• **TASK BRIEF**
Each record below needs to be retyped exactly.

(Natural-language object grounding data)

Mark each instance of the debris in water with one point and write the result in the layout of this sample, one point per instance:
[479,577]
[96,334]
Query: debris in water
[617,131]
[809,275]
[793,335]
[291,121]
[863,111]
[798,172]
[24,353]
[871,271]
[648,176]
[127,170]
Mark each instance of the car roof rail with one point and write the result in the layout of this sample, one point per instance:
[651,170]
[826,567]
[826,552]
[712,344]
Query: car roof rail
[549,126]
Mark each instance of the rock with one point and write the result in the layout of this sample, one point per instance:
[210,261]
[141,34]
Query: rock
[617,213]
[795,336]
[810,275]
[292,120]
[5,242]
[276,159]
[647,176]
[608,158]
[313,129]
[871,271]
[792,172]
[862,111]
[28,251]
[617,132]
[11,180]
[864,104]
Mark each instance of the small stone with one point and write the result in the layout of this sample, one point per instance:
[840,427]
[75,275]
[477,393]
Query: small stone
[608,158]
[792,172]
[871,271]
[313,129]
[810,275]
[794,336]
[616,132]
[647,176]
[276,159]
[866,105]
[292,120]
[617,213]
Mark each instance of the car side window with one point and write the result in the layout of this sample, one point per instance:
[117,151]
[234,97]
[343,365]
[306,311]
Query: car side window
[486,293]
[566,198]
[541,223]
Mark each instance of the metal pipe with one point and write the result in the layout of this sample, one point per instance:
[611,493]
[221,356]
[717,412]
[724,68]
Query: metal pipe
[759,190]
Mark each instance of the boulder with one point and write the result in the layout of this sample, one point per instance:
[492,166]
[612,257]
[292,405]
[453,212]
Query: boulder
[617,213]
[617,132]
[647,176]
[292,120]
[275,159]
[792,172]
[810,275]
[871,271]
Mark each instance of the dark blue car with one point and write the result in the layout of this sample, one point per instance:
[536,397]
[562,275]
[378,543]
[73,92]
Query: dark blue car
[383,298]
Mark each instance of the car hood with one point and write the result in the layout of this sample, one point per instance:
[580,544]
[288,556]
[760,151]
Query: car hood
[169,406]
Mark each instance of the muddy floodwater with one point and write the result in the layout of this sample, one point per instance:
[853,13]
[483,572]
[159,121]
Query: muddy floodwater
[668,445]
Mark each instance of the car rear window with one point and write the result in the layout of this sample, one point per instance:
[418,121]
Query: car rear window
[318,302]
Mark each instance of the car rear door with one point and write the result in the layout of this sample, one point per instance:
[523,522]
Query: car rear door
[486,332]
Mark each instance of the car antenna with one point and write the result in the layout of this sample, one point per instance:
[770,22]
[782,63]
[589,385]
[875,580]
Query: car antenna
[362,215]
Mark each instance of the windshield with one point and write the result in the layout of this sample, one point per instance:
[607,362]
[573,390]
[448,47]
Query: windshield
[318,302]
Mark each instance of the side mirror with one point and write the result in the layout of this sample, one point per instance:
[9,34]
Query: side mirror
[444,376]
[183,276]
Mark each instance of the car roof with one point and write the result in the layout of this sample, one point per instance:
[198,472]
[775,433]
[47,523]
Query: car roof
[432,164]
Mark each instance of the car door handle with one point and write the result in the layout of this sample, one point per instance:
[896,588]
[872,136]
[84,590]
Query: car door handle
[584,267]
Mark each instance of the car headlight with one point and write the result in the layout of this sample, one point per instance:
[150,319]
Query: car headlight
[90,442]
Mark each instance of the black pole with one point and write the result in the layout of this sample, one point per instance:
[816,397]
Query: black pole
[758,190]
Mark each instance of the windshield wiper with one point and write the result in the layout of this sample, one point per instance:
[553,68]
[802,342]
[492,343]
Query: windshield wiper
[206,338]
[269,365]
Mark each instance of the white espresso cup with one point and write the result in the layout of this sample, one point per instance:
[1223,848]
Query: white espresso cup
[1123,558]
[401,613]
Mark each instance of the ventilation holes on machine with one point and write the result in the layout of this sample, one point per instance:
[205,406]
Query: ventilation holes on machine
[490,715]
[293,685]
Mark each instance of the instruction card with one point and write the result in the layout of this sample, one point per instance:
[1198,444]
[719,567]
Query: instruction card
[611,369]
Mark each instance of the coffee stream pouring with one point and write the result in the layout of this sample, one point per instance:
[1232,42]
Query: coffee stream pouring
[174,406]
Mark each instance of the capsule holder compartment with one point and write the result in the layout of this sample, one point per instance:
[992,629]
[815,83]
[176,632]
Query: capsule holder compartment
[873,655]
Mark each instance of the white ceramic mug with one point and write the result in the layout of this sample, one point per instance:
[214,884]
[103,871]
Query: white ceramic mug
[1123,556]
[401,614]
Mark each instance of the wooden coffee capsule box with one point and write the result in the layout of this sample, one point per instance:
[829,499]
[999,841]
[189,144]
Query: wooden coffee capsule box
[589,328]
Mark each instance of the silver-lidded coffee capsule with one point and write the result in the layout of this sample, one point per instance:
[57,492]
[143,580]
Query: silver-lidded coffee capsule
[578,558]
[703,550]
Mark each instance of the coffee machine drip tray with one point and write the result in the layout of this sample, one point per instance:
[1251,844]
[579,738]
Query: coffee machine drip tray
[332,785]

• **THE COMPLETED TASK**
Mark each instance of the debris in water with one point and write the result in the layout of this sample, one point per instance:
[479,577]
[96,334]
Query: debris in water
[617,131]
[809,275]
[793,335]
[291,121]
[863,111]
[798,172]
[24,353]
[871,271]
[648,176]
[127,170]
Mark each instance of the car roof rail with one point and write the result in the layout of this sample, one point per instance:
[651,170]
[826,567]
[826,552]
[712,344]
Query: car roof rail
[549,126]
Mark each instance of the rock with one point and write the result in the layout of this sample, one point per instance:
[210,261]
[141,34]
Query: rock
[617,213]
[795,336]
[810,275]
[292,120]
[5,242]
[276,159]
[647,176]
[608,158]
[313,129]
[871,271]
[792,172]
[862,111]
[28,251]
[617,132]
[11,180]
[864,104]
Mark each instance of the small stone with one point and write the result in the layout of this sample, one point per instance:
[840,427]
[75,275]
[477,393]
Query: small stone
[608,158]
[792,172]
[871,271]
[313,129]
[810,275]
[794,336]
[616,132]
[647,176]
[276,159]
[866,105]
[292,120]
[617,213]
Mark each instance of the car side window with one point and write the result in the layout of this sample, one point per instance:
[117,151]
[234,97]
[343,365]
[306,311]
Query: car side window
[486,293]
[566,198]
[541,223]
Mark each instance of the metal pipe with one point and write the result in the layout of this sample, one point per instance:
[611,493]
[221,356]
[717,412]
[724,68]
Query: metal pipe
[759,190]
Mark each instance of the boulder with one point and write the result in the layout of this sample, one point per instance:
[492,166]
[612,257]
[292,405]
[453,212]
Query: boulder
[617,213]
[617,132]
[647,176]
[292,120]
[275,159]
[792,172]
[810,275]
[871,271]
Mark each instance of the dark blue car with one point and write the result in the layout of this sample, one point per instance:
[536,397]
[562,275]
[378,543]
[73,92]
Query: dark blue car
[383,298]
Mark each instance of the car hood with one point and write the result in the layout of this sample, one point per instance:
[580,544]
[288,556]
[760,151]
Query: car hood
[169,406]
Mark each instance of the muddy floodwater with one point and write the result in the layout of this sample, one point per instance:
[853,13]
[483,572]
[159,121]
Query: muddy floodwater
[668,445]
Mark each instance of the car rear window with one point and write the result in the layout of this sample, one point per instance:
[418,121]
Query: car rear window
[318,302]
Mark each instance of the car rear door with one point and write the result in the layout of this sample, one point per instance:
[523,522]
Query: car rear door
[486,332]
Mark each instance of the car antenna with one point and write the result in the layout of this sample, one point per instance:
[770,22]
[782,63]
[589,385]
[875,580]
Query: car antenna
[362,215]
Mark each instance of the windshield with one point and write the result in the layout of this sample, one point per instance:
[607,362]
[573,390]
[448,47]
Query: windshield
[318,302]
Mark each instance of the side mirror with one point and write the result in the layout of this sample, one point per instance:
[9,34]
Query: side mirror
[444,376]
[183,276]
Mark each instance of the car roof with one point and write the result in the layout of this sample, one point per instance:
[198,472]
[775,433]
[47,523]
Query: car roof
[432,164]
Mark each instance of the car door handle with one point and write the result in the layout of this sample, one point per instance:
[896,588]
[872,136]
[84,590]
Query: car door handle
[584,267]
Mark each instance of the car headlight with one point and write the result in the layout of this sample, one point per instance:
[150,319]
Query: car headlight
[90,442]
Mark each instance of the black pole with one point and write the result in the layout of this sample, one point per instance:
[816,397]
Query: black pole
[758,190]
Mark each instance of the windshield wiper with one point and write the result in the layout of this sample, one point per instance:
[553,68]
[802,342]
[492,343]
Query: windshield wiper
[206,338]
[269,365]
Mark each instance of the white espresso cup with one point and write the result in the layout of this sample, one point per instance:
[1223,848]
Query: white espresso cup
[1123,558]
[401,613]
Mark each instance of the ventilation holes on machine with one point and write the result in the layout of this sample, one point per instance:
[205,406]
Query: ventilation holes on machine
[490,715]
[293,685]
Mark each instance of the instruction card with one point and write the result in the layout of this sample, one point per instance:
[1198,444]
[719,567]
Query: instruction card
[611,369]
Mark each instance of the coffee stream pouring with one point and write the result in the layout of this sample, one point per instance:
[1232,42]
Query: coffee stream pouring
[174,406]
Mark each instance of the capsule holder compartment with one point and write the result in the layout of this sample, one point per instance:
[992,629]
[815,83]
[176,632]
Query: capsule holder compartment
[873,655]
Mark each instance of the white ceramic mug with one point and write the result in the layout of this sample, one point per instance:
[214,884]
[103,871]
Query: white ceramic mug
[1123,556]
[401,614]
Mark each instance of the wooden coffee capsule box with one point and write the result in the layout of this sample, one point per instance:
[829,499]
[999,841]
[189,144]
Query: wooden coffee capsule box
[589,328]
Mark each instance of the silver-lidded coffee capsule with one point and write the result in the layout of this sample, one point per instance:
[57,492]
[143,580]
Query: silver-lidded coffee capsule
[578,558]
[703,550]
Mark each instance of the coffee machine drip tray with one point and write the result in the layout of this sample, one point per instance:
[1251,844]
[579,738]
Query: coffee machine drip tray
[332,785]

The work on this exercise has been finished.